"""
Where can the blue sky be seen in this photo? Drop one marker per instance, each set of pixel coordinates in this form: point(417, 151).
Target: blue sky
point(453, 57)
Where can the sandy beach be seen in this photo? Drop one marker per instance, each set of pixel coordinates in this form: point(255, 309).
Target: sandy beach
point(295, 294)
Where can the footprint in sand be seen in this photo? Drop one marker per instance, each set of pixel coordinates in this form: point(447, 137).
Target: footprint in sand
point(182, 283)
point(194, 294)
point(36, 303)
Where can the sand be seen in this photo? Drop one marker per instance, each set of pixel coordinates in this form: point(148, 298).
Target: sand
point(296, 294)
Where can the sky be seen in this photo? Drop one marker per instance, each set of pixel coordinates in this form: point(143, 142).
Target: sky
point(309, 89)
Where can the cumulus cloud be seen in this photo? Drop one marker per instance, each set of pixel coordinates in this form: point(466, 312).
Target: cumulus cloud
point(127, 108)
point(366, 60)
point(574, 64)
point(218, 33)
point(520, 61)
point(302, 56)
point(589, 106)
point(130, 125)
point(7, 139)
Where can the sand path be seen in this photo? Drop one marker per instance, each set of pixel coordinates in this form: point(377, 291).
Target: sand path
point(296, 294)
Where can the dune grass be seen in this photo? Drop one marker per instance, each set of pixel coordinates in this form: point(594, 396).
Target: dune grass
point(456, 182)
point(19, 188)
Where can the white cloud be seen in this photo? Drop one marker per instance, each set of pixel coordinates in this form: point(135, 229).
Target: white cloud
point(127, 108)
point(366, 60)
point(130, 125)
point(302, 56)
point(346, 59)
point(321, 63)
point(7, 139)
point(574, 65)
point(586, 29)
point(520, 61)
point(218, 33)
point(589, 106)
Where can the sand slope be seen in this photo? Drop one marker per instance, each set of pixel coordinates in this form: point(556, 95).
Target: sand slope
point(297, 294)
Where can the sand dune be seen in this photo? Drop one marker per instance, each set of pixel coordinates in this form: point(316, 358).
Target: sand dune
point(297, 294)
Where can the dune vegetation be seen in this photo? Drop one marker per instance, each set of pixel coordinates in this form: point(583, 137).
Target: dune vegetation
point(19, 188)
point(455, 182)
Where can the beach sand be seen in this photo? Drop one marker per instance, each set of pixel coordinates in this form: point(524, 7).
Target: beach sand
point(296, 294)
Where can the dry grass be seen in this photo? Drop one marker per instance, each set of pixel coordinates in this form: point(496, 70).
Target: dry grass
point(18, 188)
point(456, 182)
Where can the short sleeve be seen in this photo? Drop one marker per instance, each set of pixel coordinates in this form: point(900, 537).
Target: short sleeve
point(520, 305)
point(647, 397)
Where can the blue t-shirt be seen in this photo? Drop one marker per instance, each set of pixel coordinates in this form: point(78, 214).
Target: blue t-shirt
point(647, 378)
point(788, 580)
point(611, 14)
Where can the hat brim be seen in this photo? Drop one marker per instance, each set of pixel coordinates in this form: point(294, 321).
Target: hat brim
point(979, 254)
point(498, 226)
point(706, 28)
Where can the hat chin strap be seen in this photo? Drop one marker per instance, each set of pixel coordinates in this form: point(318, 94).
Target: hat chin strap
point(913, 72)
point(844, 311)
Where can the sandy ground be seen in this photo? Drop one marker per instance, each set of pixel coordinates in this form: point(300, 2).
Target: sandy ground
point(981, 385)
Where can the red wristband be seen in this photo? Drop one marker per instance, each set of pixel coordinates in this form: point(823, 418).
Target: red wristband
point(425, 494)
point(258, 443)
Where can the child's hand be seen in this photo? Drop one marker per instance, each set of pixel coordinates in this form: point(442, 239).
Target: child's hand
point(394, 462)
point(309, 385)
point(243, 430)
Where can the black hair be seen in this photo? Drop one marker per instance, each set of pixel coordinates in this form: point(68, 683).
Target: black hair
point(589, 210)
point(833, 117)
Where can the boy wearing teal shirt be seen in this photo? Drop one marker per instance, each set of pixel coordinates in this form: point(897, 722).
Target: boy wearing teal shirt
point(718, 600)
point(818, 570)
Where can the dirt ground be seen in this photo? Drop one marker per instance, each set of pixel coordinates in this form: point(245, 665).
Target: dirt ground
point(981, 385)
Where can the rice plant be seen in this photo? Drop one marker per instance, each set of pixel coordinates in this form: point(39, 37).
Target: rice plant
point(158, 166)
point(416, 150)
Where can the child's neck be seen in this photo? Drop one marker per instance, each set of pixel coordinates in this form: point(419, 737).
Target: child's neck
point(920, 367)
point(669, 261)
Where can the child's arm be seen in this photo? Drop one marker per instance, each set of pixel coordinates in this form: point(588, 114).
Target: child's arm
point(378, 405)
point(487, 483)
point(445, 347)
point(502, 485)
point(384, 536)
"""
→ What you will do:
Please transcribe every entry above exactly as it appears.

→ Task response:
Where can the blue sky be seen in this photo? Drop one marker per instance, each set of pixel coordinates in this form: point(417, 151).
Target: blue sky
point(453, 57)
Where can the sandy beach be seen in this photo? Drop one marker per instance, each set of pixel coordinates in this form: point(255, 309).
Target: sandy beach
point(295, 294)
Where can the footprint in sand be seen in this photo? Drop one marker per instance, each set of pixel coordinates in this form: point(447, 137).
Target: footprint in sand
point(182, 283)
point(194, 294)
point(36, 303)
Where can the sand be seen in this photo? Drop one marker per instance, each set of pixel coordinates in this form: point(148, 298).
Target: sand
point(296, 294)
Where can the sky be seen in this photo? Drop one marker per instance, each set of pixel coordinates in this form: point(143, 142).
Target: sky
point(309, 89)
Where can the cumulus cloud be seen in this photo? Drop one marker per instance, each set of pixel coordinates in this form: point(466, 312).
Target: cumulus cloud
point(127, 108)
point(366, 60)
point(574, 64)
point(218, 33)
point(520, 61)
point(302, 56)
point(589, 106)
point(130, 125)
point(7, 139)
Where can the sand path be seen in this photo? Drop one marker per instance, each set of pixel coordinates in this form: point(377, 291).
Target: sand path
point(296, 294)
Where can the dune grass be seen in this photo? Drop one marker per instance, each set of pixel coordinates in this form: point(594, 396).
Target: dune grass
point(456, 182)
point(19, 188)
Where can the white cloud be seen in this photo? Drop one marker per instance, each set of pixel coordinates in this form: point(135, 229).
Target: white cloud
point(127, 108)
point(366, 60)
point(130, 125)
point(302, 56)
point(346, 59)
point(321, 63)
point(7, 139)
point(574, 65)
point(586, 29)
point(520, 61)
point(218, 33)
point(589, 106)
Where can the sand slope be seen in this photo? Drop one marker per instance, each set of pixel coordinates in this form: point(556, 95).
Target: sand slope
point(297, 294)
Where can the sand dune be seen in this photo? Drop one marker per instance, each set of pixel coordinates in this form: point(316, 358).
Target: sand dune
point(297, 294)
Where can the dune vegetation be seen in this photo? Drop one marker per instance, each set of pixel coordinates in this form: point(583, 137).
Target: dune vegetation
point(19, 188)
point(455, 182)
Where can the beach sand be seen in this photo? Drop one marker per instance, each set of pixel coordinates in this form: point(524, 7).
Target: beach sand
point(296, 294)
Where can the dry grass be seen in this photo? Drop one marker per instance, each set of pixel coordinates in this form: point(496, 70).
Target: dry grass
point(18, 188)
point(456, 182)
Where can the short sleeve be seen in this photo? Drop one marker per instance, each set of pixel coordinates in this form: point(900, 537).
Target: short sleeve
point(520, 305)
point(647, 397)
Where can the blue t-shirt be seen in this photo? Drop one marker per instance, each set of pixel coordinates in this form: point(78, 214).
Target: blue t-shirt
point(647, 378)
point(788, 580)
point(611, 14)
Where can the hat brim be seen in this photo? Drop one marker per instance, each set of pixel coordinates in this form: point(294, 321).
Target: hat brim
point(979, 254)
point(498, 226)
point(706, 28)
Where can the hat chin strap be seen in this photo? Drop one marker per instance, each set of pixel coordinates in this form: point(318, 94).
Target: hat chin strap
point(913, 72)
point(844, 311)
Where can the sandy ground be seen in this photo? Drop one marker per instance, each set of pixel coordinates in this form: point(300, 2).
Target: sandy ground
point(981, 385)
Where can the red wristband be seen in this photo? Drop one marker per instance, each set of pixel coordinates in this form: point(823, 418).
Target: red wristband
point(425, 494)
point(258, 443)
Where can the child's hand be seen in this photo? Drop one marker per instance, each set of pixel coordinates in this form: point(442, 239).
Target: child's hand
point(394, 462)
point(309, 385)
point(243, 430)
Where can the black hair be seen in this photo? Drop one marker per instance, each set of pixel coordinates in this form: point(68, 683).
Target: black hair
point(589, 210)
point(833, 117)
Where can the boy wearing teal shirt be seen in this photo? Drop one marker per instance, each set of pixel coordinates in this form: point(897, 722).
Target: boy wearing teal shirt
point(718, 600)
point(818, 570)
Where can the dirt ground be seen in this photo? Drop one marker per instance, each set of pixel coordinates in this form: point(245, 665).
Target: dirt ground
point(981, 385)
Where can the rice plant be seen in this photo? Drop one marker per instance, each set of pixel coordinates in this form: point(39, 37).
Target: rice plant
point(158, 166)
point(416, 150)
Where can the child's neck be seen in this photo? Drop one marker per instance, each set of pixel coordinates in this form: point(419, 737).
Target: child's neck
point(920, 367)
point(669, 261)
Where can the child's arm be seen in this photo? Drop one marker per instance, each set of pixel coordinates in this form: point(588, 114).
Target: child's arm
point(378, 405)
point(487, 483)
point(445, 347)
point(502, 485)
point(384, 536)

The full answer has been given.